Without including the pictures, copy out every line below.

Information shown >>
---+---
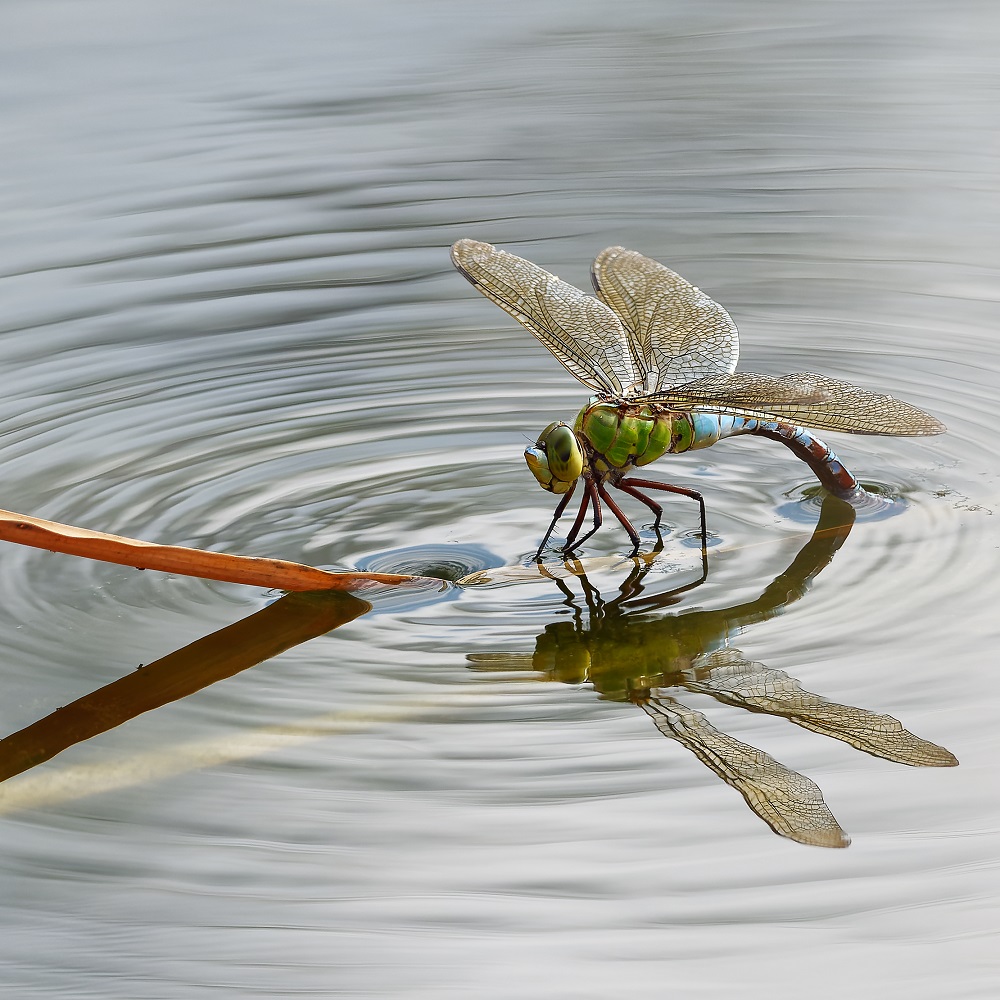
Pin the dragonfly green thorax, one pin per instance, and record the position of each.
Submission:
(606, 440)
(661, 355)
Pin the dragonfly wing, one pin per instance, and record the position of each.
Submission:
(803, 398)
(729, 677)
(581, 332)
(789, 802)
(676, 331)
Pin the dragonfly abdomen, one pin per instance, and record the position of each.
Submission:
(826, 466)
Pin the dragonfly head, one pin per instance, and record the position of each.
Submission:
(556, 458)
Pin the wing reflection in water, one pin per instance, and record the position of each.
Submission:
(629, 656)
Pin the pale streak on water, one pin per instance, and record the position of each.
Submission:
(229, 319)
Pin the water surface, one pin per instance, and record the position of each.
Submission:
(230, 321)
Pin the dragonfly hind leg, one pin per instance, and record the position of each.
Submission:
(630, 486)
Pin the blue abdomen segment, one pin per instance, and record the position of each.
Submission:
(828, 469)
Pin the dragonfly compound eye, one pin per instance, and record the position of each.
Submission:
(555, 459)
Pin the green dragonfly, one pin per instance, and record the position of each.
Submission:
(660, 357)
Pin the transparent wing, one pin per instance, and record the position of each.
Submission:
(582, 333)
(676, 331)
(789, 802)
(735, 680)
(802, 398)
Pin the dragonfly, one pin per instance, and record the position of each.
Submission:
(660, 358)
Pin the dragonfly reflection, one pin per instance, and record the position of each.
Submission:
(629, 656)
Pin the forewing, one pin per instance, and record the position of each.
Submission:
(581, 332)
(803, 398)
(729, 677)
(789, 802)
(676, 331)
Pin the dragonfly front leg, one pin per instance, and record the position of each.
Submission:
(590, 497)
(555, 517)
(650, 484)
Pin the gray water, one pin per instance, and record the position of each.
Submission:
(229, 320)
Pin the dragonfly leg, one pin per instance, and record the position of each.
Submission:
---+---
Final answer >>
Pin the dragonfly green thorax, one pin per instance, and record the position of each.
Submission:
(606, 440)
(661, 355)
Pin the dragonfly wing, one pin per instance, and record the position of each.
Submission:
(803, 398)
(729, 677)
(581, 332)
(789, 802)
(676, 331)
Pin the dragonfly abdomen, one pin per instance, and record the position of each.
Submission:
(826, 466)
Pin the dragonfly head, one pin per instance, and record the position of each.
Submission:
(556, 458)
Pin the wing reflection in water, one pin per instance, and record the position of each.
Submission:
(629, 656)
Pin the pale streak on water, one pin per instance, and record the position of each.
Submission:
(229, 319)
Pin the water surface, one pin per instance, and record the position of each.
Submission:
(230, 321)
Pin the dragonfly hind leg, one pin per instance, and record the position of each.
Submission:
(630, 486)
Pin the blue abdomen segment, one pin per instance, and record the position of each.
Submission:
(828, 469)
Pin the dragonfly compound eye, one pin per instance, and record the position of each.
Submission:
(555, 459)
Pin the green dragonfly, one pin per instance, and record the position of each.
Submission:
(660, 357)
Pin the transparent wing, one pin per instance, and record the position of each.
Submission:
(582, 333)
(676, 331)
(789, 802)
(735, 680)
(802, 398)
Pin the dragonfly, one pin per instance, and record the position of each.
Submission:
(660, 358)
Pin the dragonfly reflection, one pin per instance, and record the position of each.
Submission:
(629, 656)
Pin the forewing, one pin per instance, and record the position of each.
Submission:
(581, 332)
(803, 398)
(729, 677)
(789, 802)
(676, 331)
Pin the dragonfly front leg, one pin per instance, and record the position of each.
Submission:
(590, 497)
(555, 517)
(650, 484)
Pin the gray water, one pin per instance, and record the position of each.
Submission:
(229, 320)
Pin the dragonfly leg, one pin per instance, and record the position of each.
Submission:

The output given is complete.